=== WORK TO DO ===
A - Please write out the HTTP mailing-list message starting with "Re: Making Implicit" and going on through "it IS used.", switching "originator" for "sender".
B - Continue the mailing-list thread on implicit content-encoding from the point where it stops.

=== EXTRACTED TEXT ===
Re: Making Implicit C-E work. from Amos Jeffries on 2014-04-30 (ietf-http-wg@w3.org from April to June 2014)

From: Amos Jeffries <squid3@treenet.co.nz>
Date: Thu, 01 May 2014 01:45:53 +1200
To: ietf-http-wg@w3.org
Message-ID: <5360FE91.8020704@treenet.co.nz>
On 30/04/2014 10:26 p.m., Roberto Peon wrote:
> On Wed, Apr 30, 2014 at 2:35 AM, Roland Zink <roland@zinks.de> wrote:
> 
>>  On 30.04.2014 08:44, Roberto Peon wrote:
>>
>>>>> As I described it, its use by the originator of an entity is not
>> mandated, instead behaviors are mandated of recipients when it IS used.
>>
>>>  >>>
>>>>> 
>>>>> Yeah, mandating it. Which I'm not happy about.
>>>>
>>>> Mandates support, not use.
>>>>
>>>
>>> Kind of the same thing, from the client's POV. Server's choice.
>>>
>>
>>    For C-E this means for example the server decides if the client can do
>> a seek. Some interactive clients would prefer to do seeks over getting the
>> content compressed. Whereas downloaders would prefer the content to be
>> compressed. T-E would allow to have both seek and compression.
>>
> 
> The server *always* decides what to send, whether c-e or t-e is used. The
> fact that the server *may* use gzip does not *require* it to use gzip, and
> with my proposal, the server knows if the client requested it explicitly or
> not, and it certainly can see if there is a range request and make the
> appropriate response.
> 
> T-E is theoretically wonderful if one ignores real deployments in today's
> world where the majority of HTTP/1.X servers don't actually do
> transfer-encoding: gzip, and thus HTTP2 gateways would have to do c-e to
> t-e translation (which might be rather error prone in its own way) or have
> to bear the expense of doing the compression themselves-- something which
> is untenable. This ignores the the security issue of knowing when t-e is
> safe, which I'll address again below.
> 
> 
> 
>>
>>   And today it is often neither the server nor the client's choice, which
>> is what is causing the pain. The client expresses that it wants gzip. The
>> intermediary doesn't do it because it makes numbers better, increases
>> throughput, or because they're too lazy to implement it., all at the cost
>> of the decreased user experience.
>>
>>
>>> <snip>
>>>>
>>>> The combination of intermediaries stripping a-e plus the competitive
>>> driver to deliver good experience/latency is causing interop failures today
>>> where servers will send gzip'd data whether or not the client declares
>>> support in a-e.
>>>>
>>>
>>> Wait, you're saying the whole motivator here is that servers don't comply
>>> with the protocol? So you're changing the protocol to accommodate them?
>>> That does not feel right to me, at all; it's not just blessing a potential
>>> misuse of C-E, it's wallpapering over a flat out abuse.

=== MATERIAL SUPPLIED ===
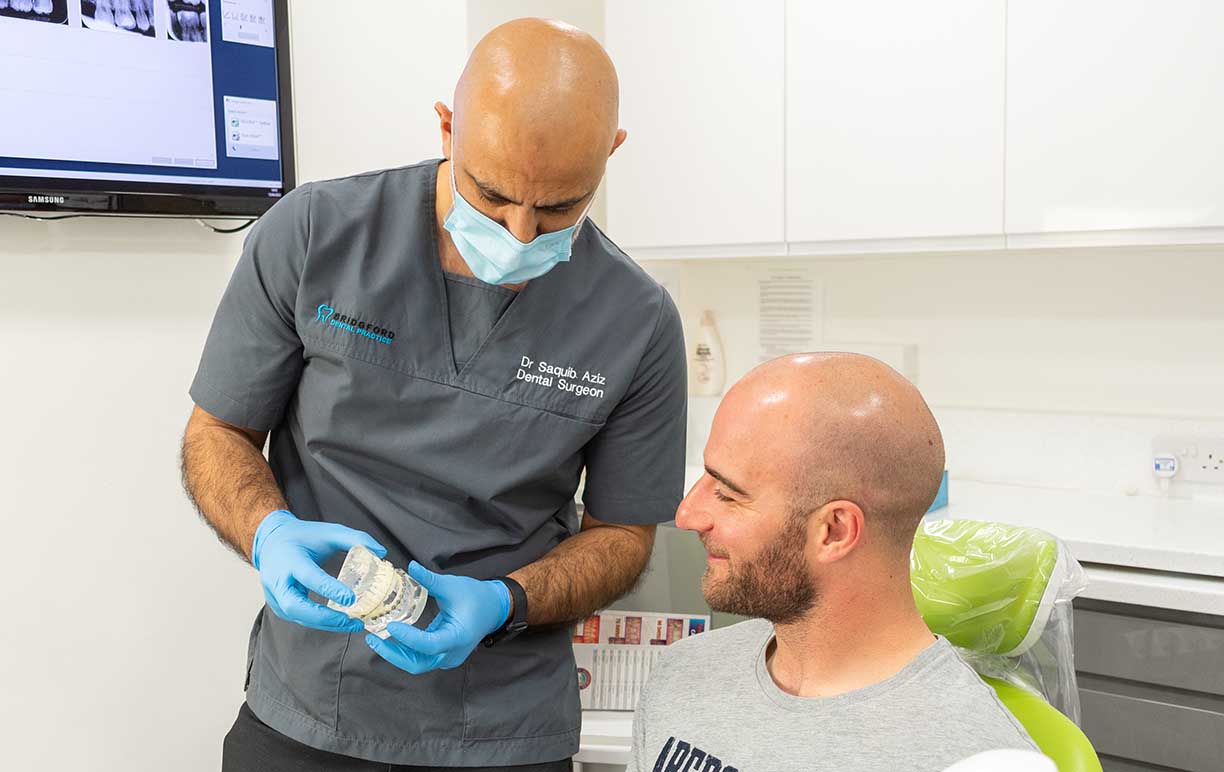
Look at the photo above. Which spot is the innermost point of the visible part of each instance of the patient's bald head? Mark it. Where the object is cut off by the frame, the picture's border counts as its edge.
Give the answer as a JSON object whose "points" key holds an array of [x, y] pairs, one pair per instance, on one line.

---

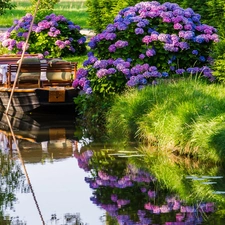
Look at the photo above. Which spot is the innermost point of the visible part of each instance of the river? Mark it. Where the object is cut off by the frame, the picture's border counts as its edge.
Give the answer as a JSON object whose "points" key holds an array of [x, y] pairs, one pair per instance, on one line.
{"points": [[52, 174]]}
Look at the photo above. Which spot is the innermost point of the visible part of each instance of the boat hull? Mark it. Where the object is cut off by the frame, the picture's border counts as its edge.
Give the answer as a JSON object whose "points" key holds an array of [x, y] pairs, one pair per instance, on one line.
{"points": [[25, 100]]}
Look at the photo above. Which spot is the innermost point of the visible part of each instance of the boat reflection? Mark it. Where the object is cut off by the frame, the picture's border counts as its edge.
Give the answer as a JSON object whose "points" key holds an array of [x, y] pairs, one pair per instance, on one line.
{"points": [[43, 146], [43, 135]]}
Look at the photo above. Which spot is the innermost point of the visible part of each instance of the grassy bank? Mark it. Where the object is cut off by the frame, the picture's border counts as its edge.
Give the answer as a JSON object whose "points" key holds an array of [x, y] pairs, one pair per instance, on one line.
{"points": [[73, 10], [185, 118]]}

=== EXERCISE RESPONSES ===
A -
Re: Making Implicit C-E work. from Amos Jeffries on 2014-04-30 (ietf-http-wg@w3.org from April to June 2014)

From: Amos Jeffries <squid3@treenet.co.nz>
Date: Thu, 01 May 2014 01:45:53 +1200
To: ietf-http-wg@w3.org
Message-ID: <5360FE91.8020704@treenet.co.nz>
On 30/04/2014 10:26 p.m., Roberto Peon wrote:
> On Wed, Apr 30, 2014 at 2:35 AM, Roland Zink <roland@zinks.de> wrote:
> 
>>  On 30.04.2014 08:44, Roberto Peon wrote:
>>
>>>>> As I described it, its use by the sender of an entity is not
>> mandated, instead behaviors are mandated of recipients when it IS used.

B -
>>>
>> Partially.
>> I'm saying that intermediaries are doing things which are incenting
>> implementors to break compatibility with the spec, and that implementors
>> are doing so because it makes the users happy.
>> In the end, making the users happy is what matters, both commercially and
>> privately. The users really don't care about purity, and will migrate to
>> implementations that give them good/better user experience.
>>
>>  But even so, why do you have to fix it in HTTP/2? And why does it hurt
>>> h2 to *not* fix it?
>>>
>>
>>  Compression is an important part of making latency decrease/performance
>> increase, and, frankly, there is little practical motivation to deploy
>> HTTP/2 if it doesn't succeed in reducing latency/increase performance.
>> Success isn't (or shouldn't be) defined as completing a protocol spec, but
>> rather, getting an interoperable protocol deployed. If it doesn't get
>> deployed, the effort is wasted. If it doesn't solve real problems, the
>> effort is wasted.
>>
>>  In any case, I cannot reliably deploy a T-e based compression solution.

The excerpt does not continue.